─── Records supplied ───

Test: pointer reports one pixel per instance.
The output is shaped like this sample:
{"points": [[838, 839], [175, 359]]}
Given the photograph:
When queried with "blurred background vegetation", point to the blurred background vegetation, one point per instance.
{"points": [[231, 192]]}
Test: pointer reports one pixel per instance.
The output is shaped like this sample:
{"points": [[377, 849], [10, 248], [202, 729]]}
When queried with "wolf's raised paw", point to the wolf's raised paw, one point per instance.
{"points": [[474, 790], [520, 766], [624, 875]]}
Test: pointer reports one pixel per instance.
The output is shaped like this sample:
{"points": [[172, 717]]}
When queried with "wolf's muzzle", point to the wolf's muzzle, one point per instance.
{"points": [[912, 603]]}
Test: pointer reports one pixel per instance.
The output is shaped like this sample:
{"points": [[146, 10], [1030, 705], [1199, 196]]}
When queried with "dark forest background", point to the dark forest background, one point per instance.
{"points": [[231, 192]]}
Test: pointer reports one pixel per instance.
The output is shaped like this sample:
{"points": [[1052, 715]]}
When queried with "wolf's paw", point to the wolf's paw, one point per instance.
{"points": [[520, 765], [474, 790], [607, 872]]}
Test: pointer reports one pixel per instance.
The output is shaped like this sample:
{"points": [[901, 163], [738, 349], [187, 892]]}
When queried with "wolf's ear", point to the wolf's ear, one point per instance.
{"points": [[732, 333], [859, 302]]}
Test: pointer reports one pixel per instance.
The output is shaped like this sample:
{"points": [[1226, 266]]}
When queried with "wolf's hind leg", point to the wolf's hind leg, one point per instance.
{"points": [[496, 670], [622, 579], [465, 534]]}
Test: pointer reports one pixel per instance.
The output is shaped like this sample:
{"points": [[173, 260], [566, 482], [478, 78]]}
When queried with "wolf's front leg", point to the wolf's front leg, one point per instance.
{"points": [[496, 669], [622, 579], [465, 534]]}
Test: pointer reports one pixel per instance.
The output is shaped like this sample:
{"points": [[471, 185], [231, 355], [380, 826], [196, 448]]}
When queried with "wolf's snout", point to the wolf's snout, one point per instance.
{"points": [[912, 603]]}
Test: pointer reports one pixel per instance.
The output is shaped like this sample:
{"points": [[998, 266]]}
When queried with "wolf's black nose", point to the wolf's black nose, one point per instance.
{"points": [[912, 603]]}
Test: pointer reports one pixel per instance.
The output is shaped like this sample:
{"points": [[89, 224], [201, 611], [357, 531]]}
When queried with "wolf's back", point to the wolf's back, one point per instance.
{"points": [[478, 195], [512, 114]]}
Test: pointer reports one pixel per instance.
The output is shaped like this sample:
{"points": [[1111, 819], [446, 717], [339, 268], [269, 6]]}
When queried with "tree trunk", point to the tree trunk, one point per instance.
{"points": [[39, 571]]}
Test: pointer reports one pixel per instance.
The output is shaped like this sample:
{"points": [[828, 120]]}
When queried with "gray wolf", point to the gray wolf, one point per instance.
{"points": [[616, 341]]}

───

Action item: Please print exactly the lines of the entries above, beginning with the line that contains "trunk, one point per instance." and ending with the last line.

Problem solution:
When queried with "tree trunk", point to the tree trunk, one point per instance.
{"points": [[39, 571]]}
Test: pointer reports one pixel per instance.
The output is shaped like this sample:
{"points": [[828, 120]]}
When queried with "gray wolf", point to the gray wolf, one point per instance.
{"points": [[616, 341]]}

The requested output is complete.